Re: [External] Re: [RFC 2/4] mm/memblock: Add hugepage_size member to struct memblock_region

All of lore.kernel.org
 help / color / mirror / Atom feed

From: Mike Rapoport <rppt@kernel.org>
To: Usama Arif <usama.arif@bytedance.com>
Cc: linux-mm@kvack.org, muchun.song@linux.dev,
	mike.kravetz@oracle.com, linux-kernel@vger.kernel.org,
	fam.zheng@bytedance.com, liangma@liangbit.com,
	simon.evans@bytedance.com, punit.agrawal@bytedance.com
Subject: Re: [External] Re: [RFC 2/4] mm/memblock: Add hugepage_size member to struct memblock_region
Date: Thu, 27 Jul 2023 07:30:02 +0300	[thread overview]
Message-ID: <20230727043002.GA1901145@kernel.org> (raw)
In-Reply-To: <440d4a0e-c1ea-864b-54cb-aab74858319a@bytedance.com>

On Wed, Jul 26, 2023 at 04:02:21PM +0100, Usama Arif wrote:
> 
> On 26/07/2023 12:01, Mike Rapoport wrote:
> > On Mon, Jul 24, 2023 at 02:46:42PM +0100, Usama Arif wrote:
> > > This propagates the hugepage size from the memblock APIs
> > > (memblock_alloc_try_nid_raw and memblock_alloc_range_nid)
> > > so that it can be stored in struct memblock region. This does not
> > > introduce any functional change and hugepage_size is not used in
> > > this commit. It is just a setup for the next commit where huge_pagesize
> > > is used to skip initialization of struct pages that will be freed later
> > > when HVO is enabled.
> > > 
> > > Signed-off-by: Usama Arif <usama.arif@bytedance.com>
> > > ---
> > >   arch/arm64/mm/kasan_init.c                   |  2 +-
> > >   arch/powerpc/platforms/pasemi/iommu.c        |  2 +-
> > >   arch/powerpc/platforms/pseries/setup.c       |  4 +-
> > >   arch/powerpc/sysdev/dart_iommu.c             |  2 +-
> > >   include/linux/memblock.h                     |  8 ++-
> > >   mm/cma.c                                     |  4 +-
> > >   mm/hugetlb.c                                 |  6 +-
> > >   mm/memblock.c                                | 60 ++++++++++++--------
> > >   mm/mm_init.c                                 |  2 +-
> > >   mm/sparse-vmemmap.c                          |  2 +-
> > >   tools/testing/memblock/tests/alloc_nid_api.c |  2 +-
> > >   11 files changed, 56 insertions(+), 38 deletions(-)

********************

LIST OF TASKS -
1 – Answer from the mailing list message:
(a) Who sent the message?
(b) Which two memblock APIs does the patch propagate the hugepage size from?
(c) How many files, insertions, and deletions does the patch's change summary list?
2 – Please reproduce part of the mailing list message word for word, beginning at the words "On Wed, Jul" and stopping after the words "(memblock_alloc_try_nid_raw and memblock_alloc_range_nid)".

RECORDS PROVIDED -
********************

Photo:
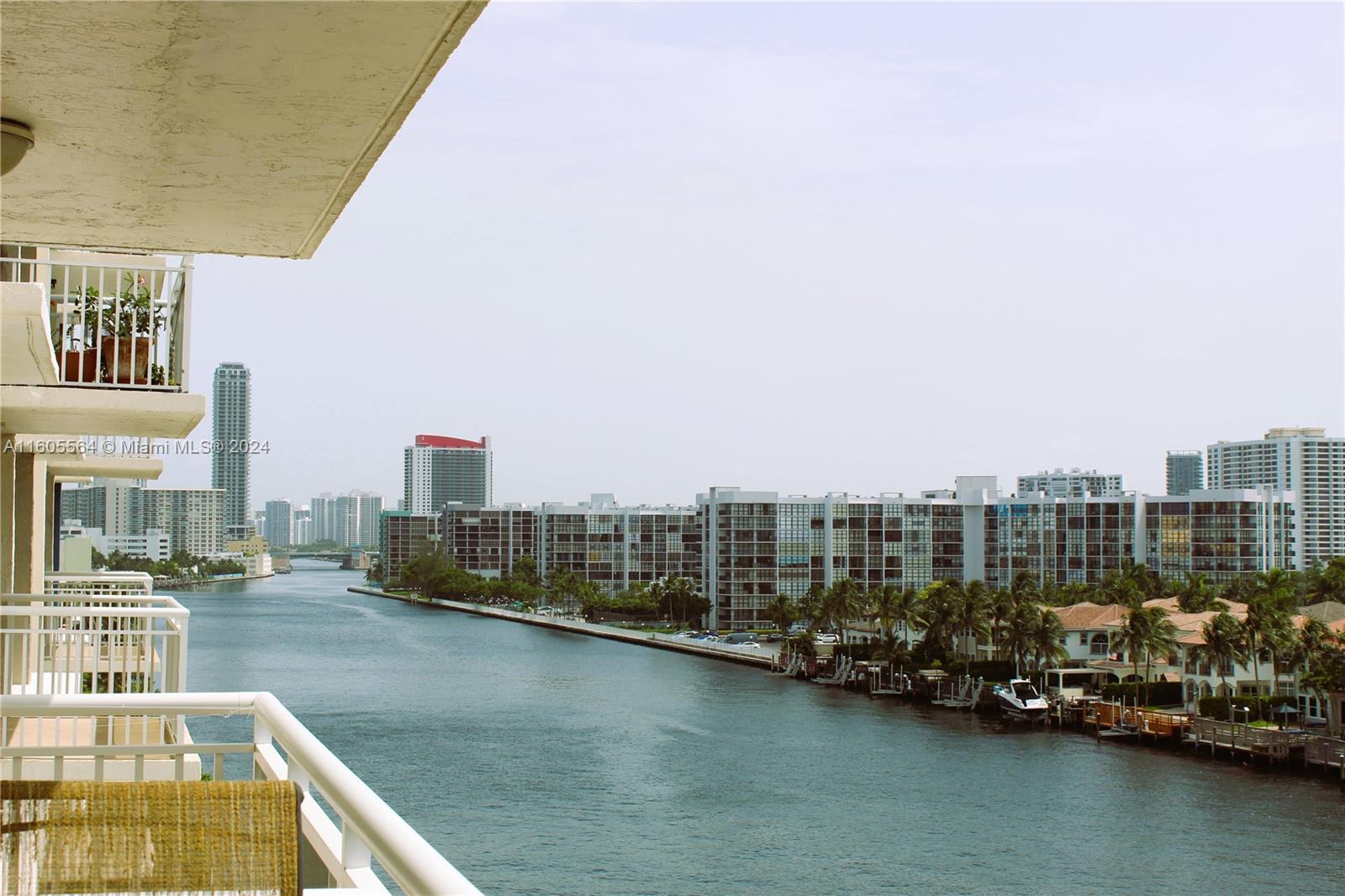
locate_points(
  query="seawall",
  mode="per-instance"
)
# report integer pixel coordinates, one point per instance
(760, 658)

********************

EXPECTED RESPONSES -
1 –
(a) Mike Rapoport <rppt@kernel.org>
(b) memblock_alloc_try_nid_raw and memblock_alloc_range_nid
(c) 11 files changed, 56 insertions, 38 deletions

2 –
On Wed, Jul 26, 2023 at 04:02:21PM +0100, Usama Arif wrote:
> 
> On 26/07/2023 12:01, Mike Rapoport wrote:
> > On Mon, Jul 24, 2023 at 02:46:42PM +0100, Usama Arif wrote:
> > > This propagates the hugepage size from the memblock APIs
> > > (memblock_alloc_try_nid_raw and memblock_alloc_range_nid)